═══ Records for this exercise

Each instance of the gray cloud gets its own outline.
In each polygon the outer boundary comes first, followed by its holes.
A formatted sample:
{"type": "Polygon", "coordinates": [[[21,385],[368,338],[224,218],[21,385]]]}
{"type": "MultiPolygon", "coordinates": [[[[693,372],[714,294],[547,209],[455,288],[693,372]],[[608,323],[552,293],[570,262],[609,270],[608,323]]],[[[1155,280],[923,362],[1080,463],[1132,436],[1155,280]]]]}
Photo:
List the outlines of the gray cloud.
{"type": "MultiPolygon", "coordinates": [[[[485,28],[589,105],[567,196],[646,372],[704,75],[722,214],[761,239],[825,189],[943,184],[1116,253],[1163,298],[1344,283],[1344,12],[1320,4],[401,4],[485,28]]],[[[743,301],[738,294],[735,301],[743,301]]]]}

══════

Short exercise: Copy out the lines above word for word, with every character kept as it stands.

Result for this exercise:
Each instance of the gray cloud gets its own outline.
In each polygon the outer boundary comes first, followed by its holes.
A formatted sample:
{"type": "Polygon", "coordinates": [[[21,385],[368,338],[224,218],[21,385]]]}
{"type": "MultiPolygon", "coordinates": [[[[693,372],[714,294],[547,209],[455,288],[693,372]],[[608,323],[552,293],[570,262],[609,270],[608,323]]],[[[1155,280],[923,362],[1080,463],[1132,436],[1155,280]]]]}
Photo:
List the outlines of the gray cloud.
{"type": "MultiPolygon", "coordinates": [[[[485,28],[589,105],[567,196],[646,372],[704,75],[722,214],[761,239],[825,189],[943,184],[1116,253],[1163,298],[1344,283],[1344,12],[1320,4],[401,4],[485,28]]],[[[743,301],[738,294],[735,301],[743,301]]]]}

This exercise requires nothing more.